++++ SUPPLIED MATERIAL

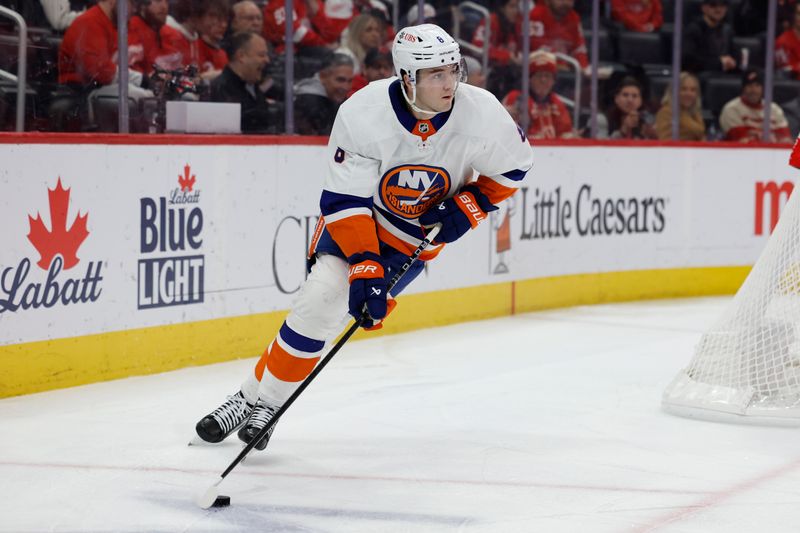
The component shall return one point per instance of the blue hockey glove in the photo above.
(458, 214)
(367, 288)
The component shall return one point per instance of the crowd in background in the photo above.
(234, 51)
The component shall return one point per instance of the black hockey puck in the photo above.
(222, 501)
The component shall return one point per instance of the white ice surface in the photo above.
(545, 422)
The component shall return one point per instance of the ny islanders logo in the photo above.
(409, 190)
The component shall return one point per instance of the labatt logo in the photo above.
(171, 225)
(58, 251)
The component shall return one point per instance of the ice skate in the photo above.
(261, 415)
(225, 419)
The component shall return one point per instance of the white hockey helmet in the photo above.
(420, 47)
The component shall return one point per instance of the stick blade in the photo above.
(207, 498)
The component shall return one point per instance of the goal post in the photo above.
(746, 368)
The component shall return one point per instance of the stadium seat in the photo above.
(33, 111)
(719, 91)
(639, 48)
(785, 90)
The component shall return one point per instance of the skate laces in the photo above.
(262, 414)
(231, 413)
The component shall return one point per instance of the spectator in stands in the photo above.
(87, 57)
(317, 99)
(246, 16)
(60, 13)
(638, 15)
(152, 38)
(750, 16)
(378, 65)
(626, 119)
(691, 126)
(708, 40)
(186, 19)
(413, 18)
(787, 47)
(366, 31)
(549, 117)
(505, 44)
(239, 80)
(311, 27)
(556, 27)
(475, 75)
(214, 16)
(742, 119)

++++++++

▶ _GOAL_: Format all of the rows above as a numbered list, one line per item, omitting any blank lines and excluding the pictures.

▶ _COMPLETED TASK_:
1. The component shall return one point per instance of the blue hockey glove in the photo above.
2. (458, 214)
3. (367, 288)
4. The component shall return one point per instance of the crowd in background in the photo above.
5. (234, 51)
6. The component shall return one point per instance of the black hockey puck in the photo above.
7. (222, 501)
8. The component shall return one point per instance of the white ice surface in the photo above.
9. (545, 422)
10. The component shall return one point per instance of the ny islanders logo in the photo above.
11. (409, 190)
12. The component shall return one point per instance of the labatt logo in the photo above.
13. (171, 225)
14. (58, 251)
15. The component shall return one point per instance of the ice skate in the photo above.
16. (261, 415)
17. (225, 419)
18. The component shall return one point per instance of the white hockey helmet in the photo above.
19. (420, 47)
20. The component shall return one point per instance of the stick blade in the photo above.
21. (207, 498)
22. The component shall return one point per instance of the goal post in the photo above.
23. (746, 368)
24. The component shall return one point per instance of the stadium seat in the photo above.
25. (33, 111)
26. (719, 91)
27. (639, 48)
28. (785, 90)
29. The component shall return one point per instance of the skate laces in the photo above.
30. (262, 414)
31. (231, 413)
32. The component shall return one point per instance of the spectator in stands in the photo above.
33. (87, 57)
34. (317, 99)
35. (246, 16)
36. (60, 13)
37. (638, 15)
38. (152, 38)
39. (750, 16)
40. (378, 65)
41. (626, 119)
42. (691, 126)
43. (708, 40)
44. (186, 19)
45. (413, 18)
46. (787, 47)
47. (366, 31)
48. (549, 117)
49. (505, 44)
50. (239, 80)
51. (311, 27)
52. (556, 27)
53. (475, 75)
54. (214, 16)
55. (742, 119)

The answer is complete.